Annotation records
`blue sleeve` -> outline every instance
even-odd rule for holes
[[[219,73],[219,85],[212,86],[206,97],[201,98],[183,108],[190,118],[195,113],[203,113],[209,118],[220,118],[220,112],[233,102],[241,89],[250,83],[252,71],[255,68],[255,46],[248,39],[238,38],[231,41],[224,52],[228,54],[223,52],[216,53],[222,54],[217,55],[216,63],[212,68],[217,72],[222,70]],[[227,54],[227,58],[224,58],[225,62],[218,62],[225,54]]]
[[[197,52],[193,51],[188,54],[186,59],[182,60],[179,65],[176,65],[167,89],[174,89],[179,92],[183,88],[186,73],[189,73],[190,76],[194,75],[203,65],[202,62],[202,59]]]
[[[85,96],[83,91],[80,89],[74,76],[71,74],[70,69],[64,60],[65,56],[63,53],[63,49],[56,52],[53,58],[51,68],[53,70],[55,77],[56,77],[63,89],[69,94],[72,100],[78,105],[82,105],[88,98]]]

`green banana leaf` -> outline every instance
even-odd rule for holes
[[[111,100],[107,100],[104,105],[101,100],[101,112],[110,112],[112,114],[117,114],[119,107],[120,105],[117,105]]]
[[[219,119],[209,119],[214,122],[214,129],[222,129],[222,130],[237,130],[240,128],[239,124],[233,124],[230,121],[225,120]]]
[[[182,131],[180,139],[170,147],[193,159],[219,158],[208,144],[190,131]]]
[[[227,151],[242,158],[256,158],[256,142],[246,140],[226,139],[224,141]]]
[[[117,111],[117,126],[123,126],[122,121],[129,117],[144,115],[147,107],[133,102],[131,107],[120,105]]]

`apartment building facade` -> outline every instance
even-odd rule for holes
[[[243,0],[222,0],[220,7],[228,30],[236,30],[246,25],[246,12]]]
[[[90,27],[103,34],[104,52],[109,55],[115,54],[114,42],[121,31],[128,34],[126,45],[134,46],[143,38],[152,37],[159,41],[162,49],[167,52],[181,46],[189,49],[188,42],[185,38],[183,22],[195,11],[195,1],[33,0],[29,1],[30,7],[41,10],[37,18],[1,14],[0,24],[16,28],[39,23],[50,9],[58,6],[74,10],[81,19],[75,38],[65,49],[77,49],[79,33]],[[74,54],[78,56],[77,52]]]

▸ **DESCRIPTION OF THE TASK**
Report only the count of lines above that contain the string "every", matching case exactly.

▸ **EXERCISE OUTPUT**
3